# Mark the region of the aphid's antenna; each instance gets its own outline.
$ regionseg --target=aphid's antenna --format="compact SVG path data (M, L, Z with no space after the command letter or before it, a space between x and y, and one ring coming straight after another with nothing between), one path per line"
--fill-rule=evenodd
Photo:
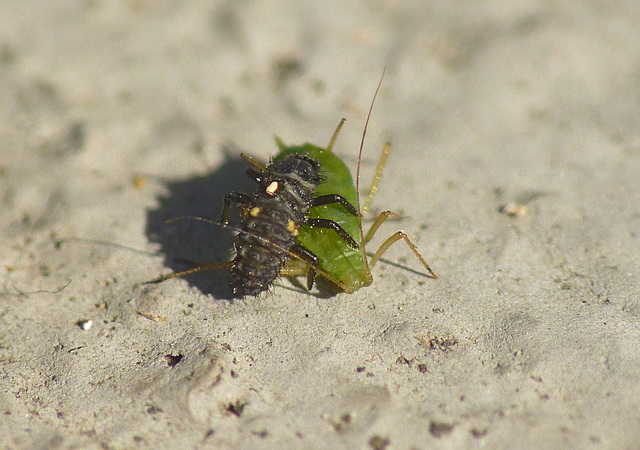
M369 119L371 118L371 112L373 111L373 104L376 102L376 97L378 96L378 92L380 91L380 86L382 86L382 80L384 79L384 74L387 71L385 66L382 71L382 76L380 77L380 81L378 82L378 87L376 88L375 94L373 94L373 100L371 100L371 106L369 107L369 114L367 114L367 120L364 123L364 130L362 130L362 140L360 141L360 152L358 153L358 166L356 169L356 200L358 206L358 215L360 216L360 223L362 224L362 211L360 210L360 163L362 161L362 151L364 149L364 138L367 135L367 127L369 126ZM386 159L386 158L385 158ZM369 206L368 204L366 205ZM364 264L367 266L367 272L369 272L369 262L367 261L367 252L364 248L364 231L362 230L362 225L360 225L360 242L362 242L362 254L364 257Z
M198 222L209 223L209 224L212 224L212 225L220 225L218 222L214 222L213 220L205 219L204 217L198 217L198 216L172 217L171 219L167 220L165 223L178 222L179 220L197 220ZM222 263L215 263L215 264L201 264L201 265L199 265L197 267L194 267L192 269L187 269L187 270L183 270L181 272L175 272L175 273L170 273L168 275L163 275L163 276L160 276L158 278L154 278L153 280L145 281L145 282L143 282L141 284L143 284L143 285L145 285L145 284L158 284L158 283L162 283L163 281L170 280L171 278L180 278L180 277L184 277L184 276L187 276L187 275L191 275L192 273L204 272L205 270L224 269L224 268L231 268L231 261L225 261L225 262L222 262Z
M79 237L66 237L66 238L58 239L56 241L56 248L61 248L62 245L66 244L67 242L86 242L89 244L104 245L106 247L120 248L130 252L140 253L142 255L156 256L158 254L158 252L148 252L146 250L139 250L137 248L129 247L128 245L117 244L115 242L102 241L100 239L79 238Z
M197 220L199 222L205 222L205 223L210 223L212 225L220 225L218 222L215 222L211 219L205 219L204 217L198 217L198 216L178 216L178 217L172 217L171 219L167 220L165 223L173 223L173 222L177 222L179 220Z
***
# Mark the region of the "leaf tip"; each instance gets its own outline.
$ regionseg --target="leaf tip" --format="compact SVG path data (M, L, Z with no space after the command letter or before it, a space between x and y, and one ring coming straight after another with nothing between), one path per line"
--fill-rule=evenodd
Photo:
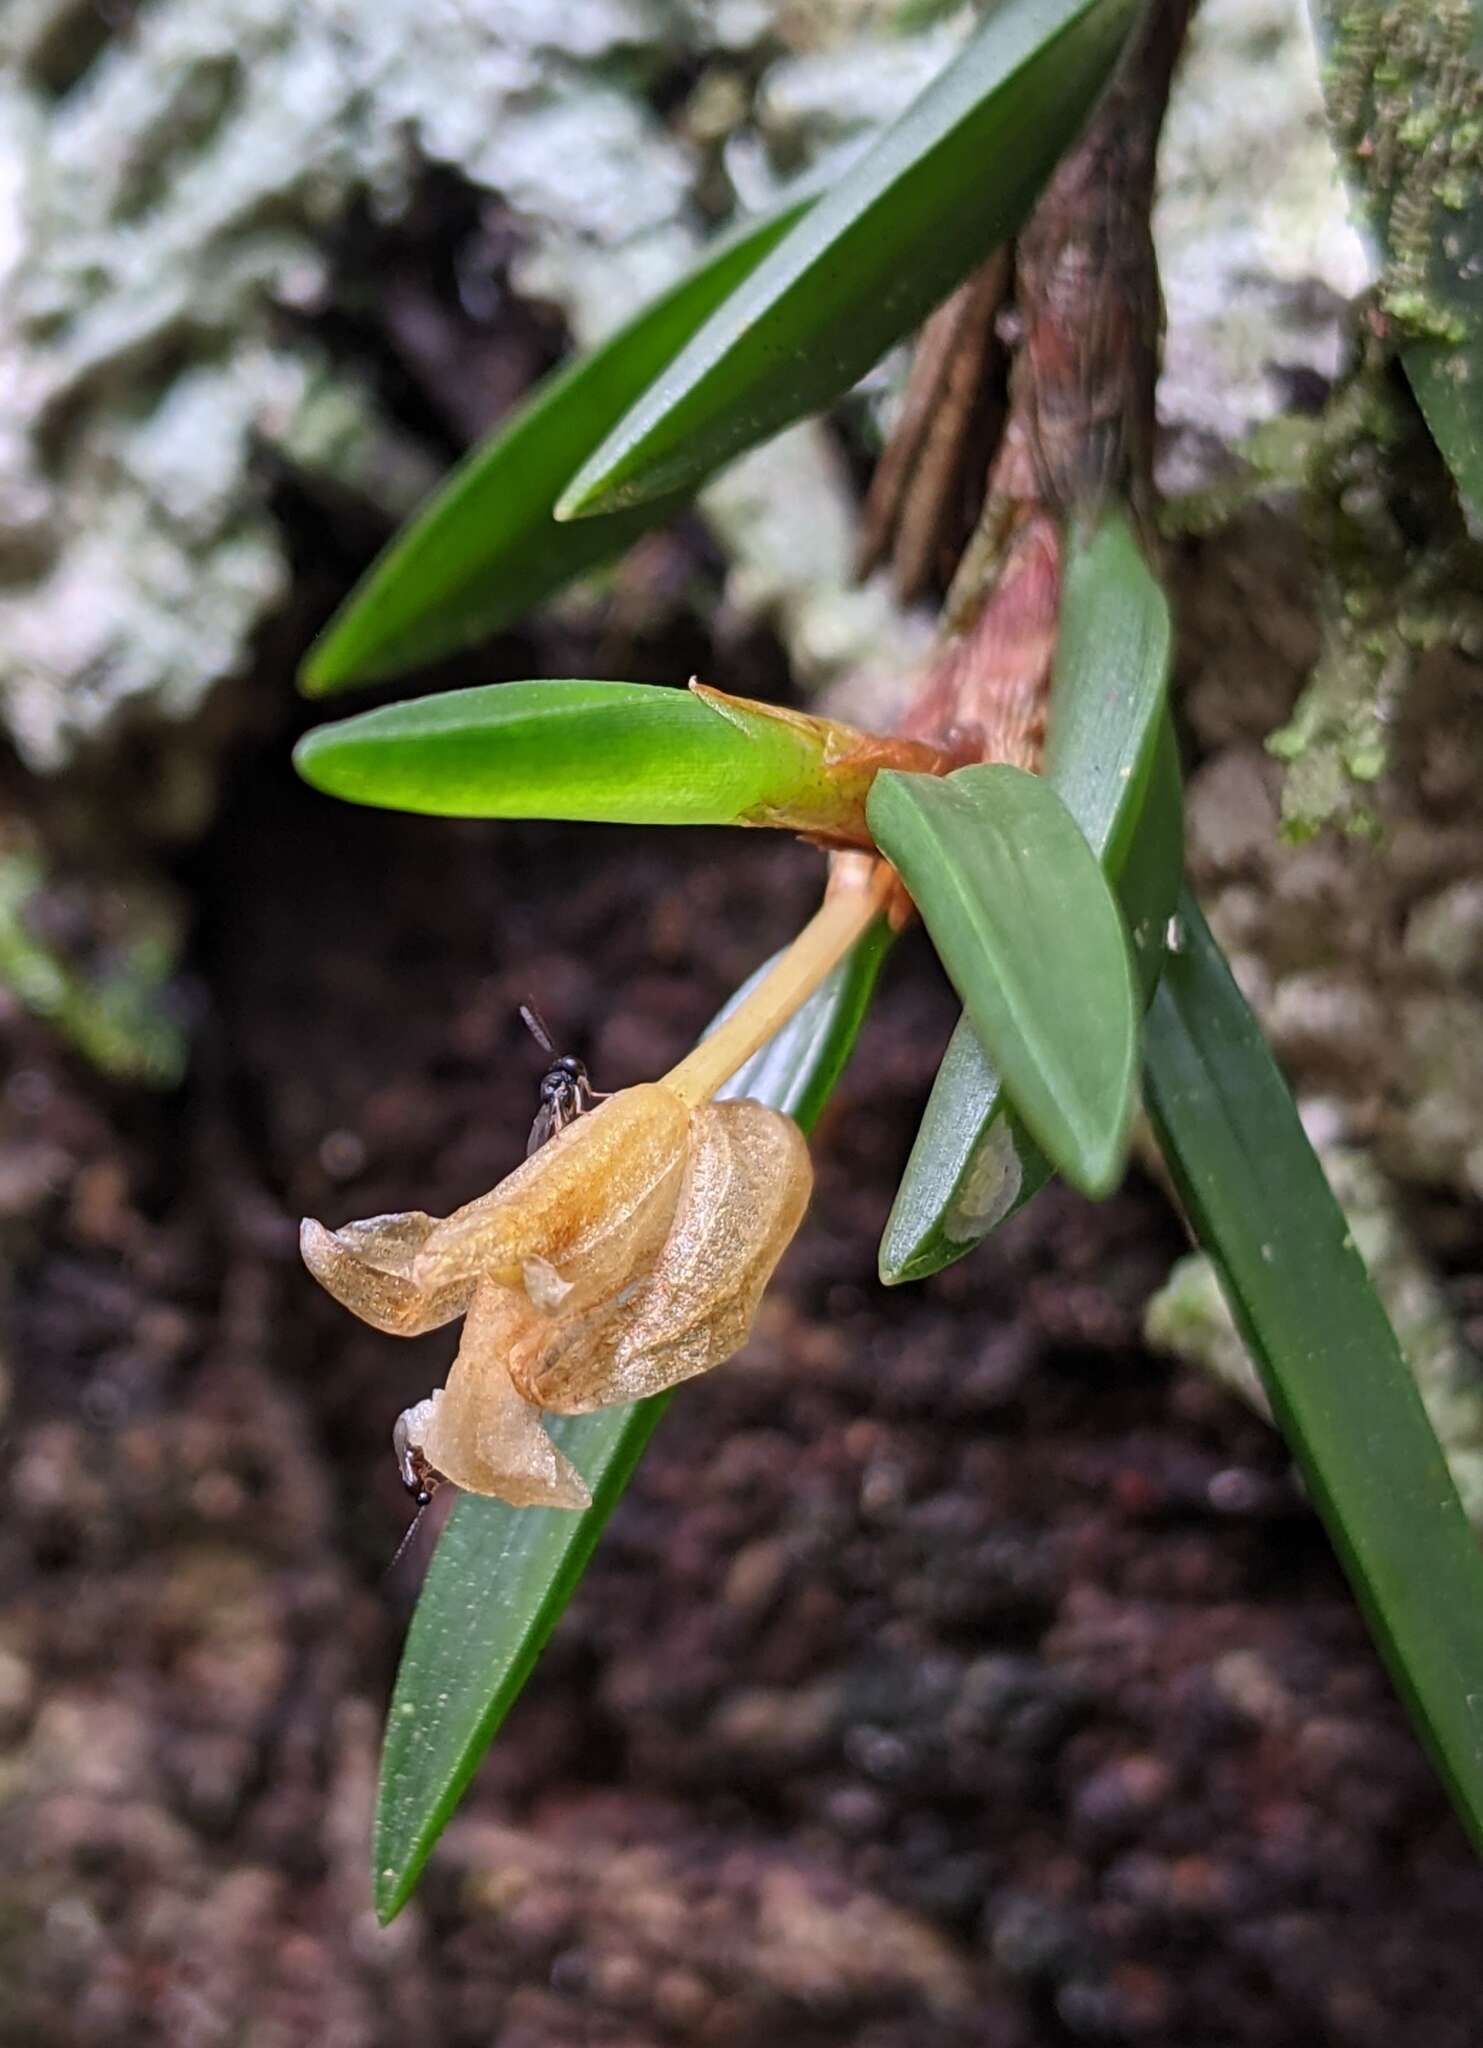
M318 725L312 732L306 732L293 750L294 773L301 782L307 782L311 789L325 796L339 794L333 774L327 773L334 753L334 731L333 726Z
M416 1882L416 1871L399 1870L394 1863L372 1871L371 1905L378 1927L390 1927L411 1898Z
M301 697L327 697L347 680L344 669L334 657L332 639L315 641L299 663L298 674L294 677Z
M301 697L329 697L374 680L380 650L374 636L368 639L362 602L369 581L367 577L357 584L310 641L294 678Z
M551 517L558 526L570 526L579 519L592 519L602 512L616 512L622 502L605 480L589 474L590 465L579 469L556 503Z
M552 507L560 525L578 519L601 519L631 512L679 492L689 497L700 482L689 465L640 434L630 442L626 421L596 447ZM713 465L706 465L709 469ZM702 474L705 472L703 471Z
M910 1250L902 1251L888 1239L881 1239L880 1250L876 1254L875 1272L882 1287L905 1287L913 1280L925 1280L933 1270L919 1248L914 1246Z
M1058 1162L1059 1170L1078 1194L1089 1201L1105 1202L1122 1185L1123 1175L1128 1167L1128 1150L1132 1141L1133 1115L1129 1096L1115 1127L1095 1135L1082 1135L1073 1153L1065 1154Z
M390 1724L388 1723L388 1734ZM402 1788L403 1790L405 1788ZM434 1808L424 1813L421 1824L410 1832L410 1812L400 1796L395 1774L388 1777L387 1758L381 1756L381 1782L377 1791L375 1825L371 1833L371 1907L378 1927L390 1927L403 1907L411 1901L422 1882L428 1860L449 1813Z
***
Work request>
Copy out the lines above with "antenna" in them.

Output for this task>
# Mark the region of the aphid's antenna; each instance gets its own outline.
$ regionseg --target=aphid's antenna --format="compact SVG path data (M, L, Z with no space after the command letter or before it, a space between x and y, and one ring coming straight after another with nothing between), one path per line"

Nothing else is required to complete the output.